Which lines of the records contain the word "pixel"? Show each of them.

== SOURCE MATERIAL ==

■ ■ ■

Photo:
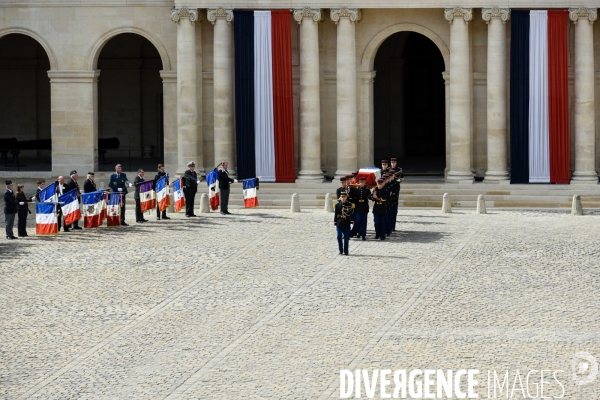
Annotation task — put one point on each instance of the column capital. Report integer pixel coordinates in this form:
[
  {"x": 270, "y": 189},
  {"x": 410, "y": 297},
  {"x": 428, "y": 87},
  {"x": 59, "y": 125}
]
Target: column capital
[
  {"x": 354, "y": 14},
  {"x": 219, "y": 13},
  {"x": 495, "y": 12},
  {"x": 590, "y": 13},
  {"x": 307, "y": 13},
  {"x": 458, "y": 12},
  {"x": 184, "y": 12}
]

■ ■ ■

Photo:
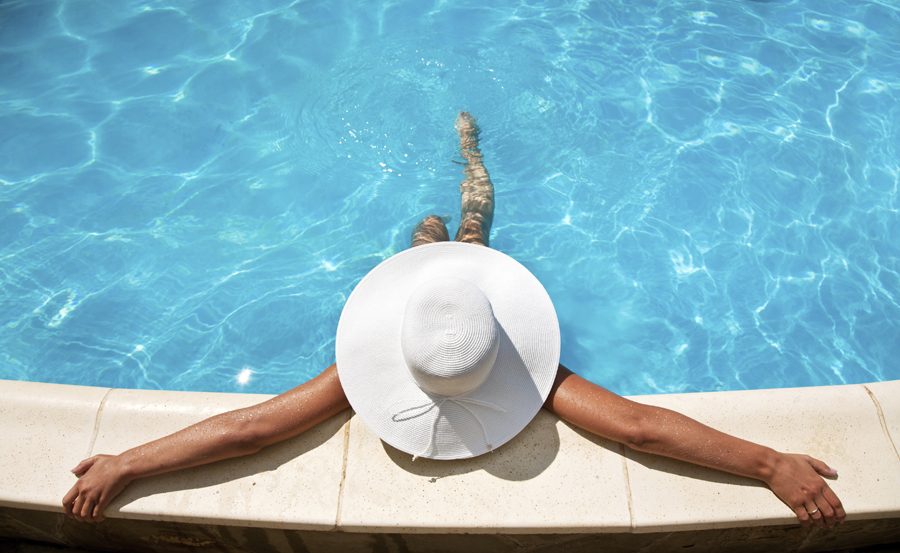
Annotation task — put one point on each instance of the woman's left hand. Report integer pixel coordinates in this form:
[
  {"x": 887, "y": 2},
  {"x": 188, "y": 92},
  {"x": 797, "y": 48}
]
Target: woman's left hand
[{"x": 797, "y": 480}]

■ ■ ■

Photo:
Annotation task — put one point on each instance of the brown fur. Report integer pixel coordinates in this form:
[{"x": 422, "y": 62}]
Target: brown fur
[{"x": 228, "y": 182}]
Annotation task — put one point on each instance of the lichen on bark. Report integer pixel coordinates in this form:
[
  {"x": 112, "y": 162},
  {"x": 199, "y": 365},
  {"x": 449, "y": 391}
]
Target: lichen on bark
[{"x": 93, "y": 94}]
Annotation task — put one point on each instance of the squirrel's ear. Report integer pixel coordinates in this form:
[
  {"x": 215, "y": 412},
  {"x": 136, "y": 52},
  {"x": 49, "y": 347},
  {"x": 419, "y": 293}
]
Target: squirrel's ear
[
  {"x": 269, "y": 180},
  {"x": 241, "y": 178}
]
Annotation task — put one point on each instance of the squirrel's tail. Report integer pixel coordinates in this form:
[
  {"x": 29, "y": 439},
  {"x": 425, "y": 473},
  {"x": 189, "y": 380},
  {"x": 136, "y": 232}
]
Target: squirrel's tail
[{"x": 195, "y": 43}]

■ ■ ■

== SOLUTION ==
Annotation task — put one point on each instance of the column capital. Report integer pixel coordinates in this form:
Annotation task — put one point on each instance of the woman's left hand. Report integer pixel coordinates in this form:
Annotation task — put one point on each instance of the brown fur. Report integer pixel coordinates in this form:
Annotation task — put one point on each instance of the lichen on bark. Report integer pixel coordinates in this form:
Annotation task — put one point on each instance of the squirrel's ear. Report integer pixel coordinates in this form:
Annotation task — put one point on each instance of the squirrel's tail. Report integer pixel coordinates in this form:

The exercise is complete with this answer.